··· Selected excerpt ···

This picture works as an effective amalgamation of docudrama, film noir, and topical social message movie. This was the era when noir was in full flourish, and social message films were building momentum thanks to the efforts of producers like Dore Schary at MGM and independent filmmaker Stanley Kramer, who made movies like Tea and Sympathy, Bad Day at Black Rock, Blackboard Jungle, The Defiant Ones, On the Beach, Inherit the Wind, and Judgment at Nuremberg. On the Waterfront drew increased public awareness to the problem of corrupted unions and labor racketeering and also benefited from hitting theaters merely weeks following the downfall of Senator Joseph McCarthy.

There’s no denying Waterfront’s critical reputation and status as a statuette heavyweight. It became one of the most honored and decorated films in Oscar history, earning 12 Academy Award nominations and ultimately claiming eight Oscars, among them Best Picture, Best Actor for Brando, Best Supporting Actress for Eva Marie Saint, Best Director for Kazan, Best Screenplay for Schulberg, and Best Cinematography for Boris Kaufman. This film continues to be regarded as an exemplary, important, and inspirational American work, as well. In the American Film Institute’s top 100 American movies list from 1998, On the Waterfront ranked number eight; in the AFI’s 2007 ranking, it placed number 19. On the AFI’s best 100 movie quotes list, the following earned third place: “You don't understand! I coulda had class. I coulda been a contender. I coulda been somebody instead of a bum, which is what I am." And Terry Malloy earns the #23 spot on the AFI’s list of 100 greatest heroes.

On the Waterfront is credited as a pioneering project in a few ways. It was in the vein of topical social problem/social message movies that were popular in the 1950s – which often drew from the look and verisimilitude of Italian neorealism as well as the visually expressive style of film noir. And it was inspired by a true story of a longshoreman who attempted to bring down a crooked union, as reported on by Pulitzer-prize-winning journalist Malcolm Johnson in the late 1940s. His articles and the later film brought to light the widespread influence of organized crime within labor unions, a theme that hadn't been thoroughly explored in mainstream cinema previously.

··· Data rows ···

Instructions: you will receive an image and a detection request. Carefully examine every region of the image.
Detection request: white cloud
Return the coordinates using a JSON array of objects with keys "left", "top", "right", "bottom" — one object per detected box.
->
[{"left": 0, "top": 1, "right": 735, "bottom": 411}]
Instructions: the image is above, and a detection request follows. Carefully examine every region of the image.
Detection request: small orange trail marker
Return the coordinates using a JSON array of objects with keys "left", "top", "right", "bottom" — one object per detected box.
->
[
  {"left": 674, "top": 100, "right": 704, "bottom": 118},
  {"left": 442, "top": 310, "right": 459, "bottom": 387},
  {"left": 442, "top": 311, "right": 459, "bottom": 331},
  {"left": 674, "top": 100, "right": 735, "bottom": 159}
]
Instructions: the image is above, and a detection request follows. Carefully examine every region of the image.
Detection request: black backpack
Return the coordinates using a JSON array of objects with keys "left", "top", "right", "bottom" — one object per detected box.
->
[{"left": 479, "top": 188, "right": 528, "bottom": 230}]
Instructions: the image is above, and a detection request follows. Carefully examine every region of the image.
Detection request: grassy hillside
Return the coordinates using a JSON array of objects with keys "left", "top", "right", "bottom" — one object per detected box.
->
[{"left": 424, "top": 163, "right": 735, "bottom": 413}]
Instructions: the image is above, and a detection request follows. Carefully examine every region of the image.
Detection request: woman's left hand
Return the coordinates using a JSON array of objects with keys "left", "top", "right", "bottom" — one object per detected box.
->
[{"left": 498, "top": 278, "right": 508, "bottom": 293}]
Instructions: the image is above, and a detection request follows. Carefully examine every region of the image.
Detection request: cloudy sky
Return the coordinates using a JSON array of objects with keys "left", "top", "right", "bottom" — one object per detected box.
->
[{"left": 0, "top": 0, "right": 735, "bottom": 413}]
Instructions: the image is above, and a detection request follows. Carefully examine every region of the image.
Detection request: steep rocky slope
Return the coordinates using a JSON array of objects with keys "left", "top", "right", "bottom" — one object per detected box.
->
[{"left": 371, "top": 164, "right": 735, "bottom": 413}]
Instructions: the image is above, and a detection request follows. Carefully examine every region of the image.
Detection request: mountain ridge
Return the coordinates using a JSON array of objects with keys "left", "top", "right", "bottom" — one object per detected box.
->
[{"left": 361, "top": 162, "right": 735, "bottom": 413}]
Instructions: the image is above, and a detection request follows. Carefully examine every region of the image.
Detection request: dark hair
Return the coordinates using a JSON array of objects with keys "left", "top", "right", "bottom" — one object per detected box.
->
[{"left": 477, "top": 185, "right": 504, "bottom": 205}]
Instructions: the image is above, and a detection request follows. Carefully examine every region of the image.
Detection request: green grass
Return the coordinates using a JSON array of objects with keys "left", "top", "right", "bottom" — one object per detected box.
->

···

### Problem details
Answer these questions about the On the Waterfront text, numbering your answers to match:
1. How many Academy Award nominations did the film receive?
2. What place did the film hold in the American Film Institute's 1998 list of the top 100 American movies?
3. Which journalist reported on the true story that inspired the film?
These records stand apart from the text about On the Waterfront.

### Final result
1. 12
2. Number eight
3. Malcolm Johnson